• _Written exercise 1_
In the text on Semantic Link layers, which Python library forms the Semantic Link Bridge?
• _Written exercise 2_
Continue the text on Semantic Link layers, beginning right after its final sentence.

Layer 1: Data Storage

Lakehouse (Delta tables)
Warehouse (SQL)
Eventhouse (KQL)

Layer 2: Semantic Layer

Semantic Model (Power BI Dataset) containing:
- Measures
- Relationships
- Hierarchies
- Business Logic

Layer 3: Semantic Link Bridge

Python library (sempy)
Connects Layer 2 to all consumers

Layer 4: Consumers

Notebooks (PySpark, Python)
ML Models (training & inference)
Power BI Reports (dashboards)

Key insight: The semantic model becomes the single source of truth. Everyone – data scientists, analysts, report builders – works with the same definitions.

The Problem It Solves

Let’s paint a familiar picture.

Without Semantic Link – three teams, three definitions:

BI Team calculates Revenue as:
- SUM(Sales) minus Returns
- Result: $1.2M
Data Science Team calculates Revenue as:
- SUM(Amount) WHERE status = 'completed’
- Result: $1.35M
Finance Team calculates Revenue as:
- SUM(Invoiced) minus Adjustments
- Result: $1.18M

Three different numbers for the same metric!

[A run of records]
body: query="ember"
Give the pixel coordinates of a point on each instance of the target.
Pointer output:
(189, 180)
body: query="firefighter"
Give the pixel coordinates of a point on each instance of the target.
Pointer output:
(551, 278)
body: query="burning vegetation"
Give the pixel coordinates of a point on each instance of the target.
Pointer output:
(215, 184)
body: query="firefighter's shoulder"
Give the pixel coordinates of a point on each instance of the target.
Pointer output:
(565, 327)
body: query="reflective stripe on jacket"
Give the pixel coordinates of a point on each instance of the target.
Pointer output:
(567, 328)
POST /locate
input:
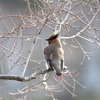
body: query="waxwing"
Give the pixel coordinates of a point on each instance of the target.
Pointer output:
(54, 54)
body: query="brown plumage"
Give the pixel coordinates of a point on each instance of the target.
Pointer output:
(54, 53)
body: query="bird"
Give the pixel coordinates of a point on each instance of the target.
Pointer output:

==

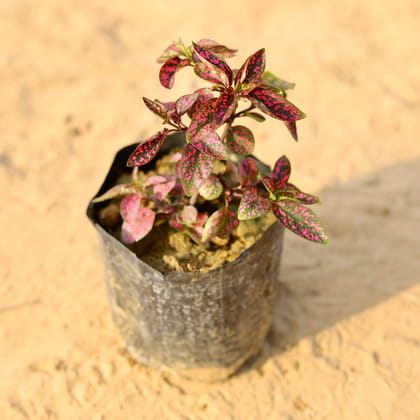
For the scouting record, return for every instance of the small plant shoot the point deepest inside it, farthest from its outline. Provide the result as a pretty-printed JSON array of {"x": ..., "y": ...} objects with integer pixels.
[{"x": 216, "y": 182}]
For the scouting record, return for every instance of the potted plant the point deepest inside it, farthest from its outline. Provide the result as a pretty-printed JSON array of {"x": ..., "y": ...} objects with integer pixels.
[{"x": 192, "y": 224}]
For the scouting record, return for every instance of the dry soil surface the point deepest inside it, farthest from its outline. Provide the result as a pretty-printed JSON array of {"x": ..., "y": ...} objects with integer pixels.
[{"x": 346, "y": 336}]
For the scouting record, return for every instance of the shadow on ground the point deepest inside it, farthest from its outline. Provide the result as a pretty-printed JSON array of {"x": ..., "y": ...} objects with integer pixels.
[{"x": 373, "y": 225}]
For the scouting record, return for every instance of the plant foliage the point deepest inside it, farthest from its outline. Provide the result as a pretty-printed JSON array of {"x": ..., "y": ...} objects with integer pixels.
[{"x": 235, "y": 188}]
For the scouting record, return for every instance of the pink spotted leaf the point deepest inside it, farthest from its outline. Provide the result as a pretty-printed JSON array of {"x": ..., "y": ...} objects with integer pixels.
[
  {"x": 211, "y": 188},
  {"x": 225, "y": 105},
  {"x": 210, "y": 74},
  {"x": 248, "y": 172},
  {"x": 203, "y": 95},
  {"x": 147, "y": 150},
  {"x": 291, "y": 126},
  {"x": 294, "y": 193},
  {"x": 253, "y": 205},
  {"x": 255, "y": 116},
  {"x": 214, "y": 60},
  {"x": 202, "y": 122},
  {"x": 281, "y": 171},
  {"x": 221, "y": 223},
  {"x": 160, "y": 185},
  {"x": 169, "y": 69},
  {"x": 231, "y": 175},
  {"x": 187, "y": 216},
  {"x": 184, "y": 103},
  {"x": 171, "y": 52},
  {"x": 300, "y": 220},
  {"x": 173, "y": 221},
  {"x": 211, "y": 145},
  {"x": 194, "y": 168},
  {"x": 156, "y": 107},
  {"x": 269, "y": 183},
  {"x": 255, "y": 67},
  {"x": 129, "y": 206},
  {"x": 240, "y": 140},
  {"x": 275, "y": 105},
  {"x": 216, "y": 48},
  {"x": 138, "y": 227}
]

• _Expected answer 1_
The sempy library.

• _Expected answer 2_
With Semantic Link – one definition, one truth:

Semantic Model defines Revenue once:
- Revenue = SUMX(Sales, [Amount] – [Returns])
- Single definition, governed, versioned
All teams consume via Semantic Link:
- BI Team → $1.2M ✓
- Data Science Team → $1.2M ✓
- Finance Team → $1.2M ✓

✅ One metric, one definition, one number everywhere.

What Can You Actually Do With It?

Semantic Link unlocks several powerful workflows:

1. Data Scientists: Use Power BI Measures in Notebooks

No more rewriting DAX logic in Python. Just call the measure directly:

import sempy.fabric as fabric

# Connect to existing semantic model
df = fabric.read_table("Sales_Model", "FactSales")

# Add a Power BI measure to your DataFrame
df = fabric.evaluate_measure(
    "Sales_Model",
    measure="Total Revenue",
    group_by_columns=["Region", "Product Category"]
)

# Now use it for ML, predictions, whatever you need
df.head()

2. BI Engineers: Automate Semantic Model Management

Clone reports, rebind datasets, manage translations – all programmatically:

import sempy.fabric as fabric
from sempy_labs import report_rebind

# Rebind a report to a new semantic model (e.g., dev → prod)
report_rebind(
    report="Sales Dashboard",
    dataset="Sales_Model_Prod"
)

# Clone and deploy across workspaces
fabric.clone_report(
    source_report="Monthly Report",
    target_workspace="Production"
)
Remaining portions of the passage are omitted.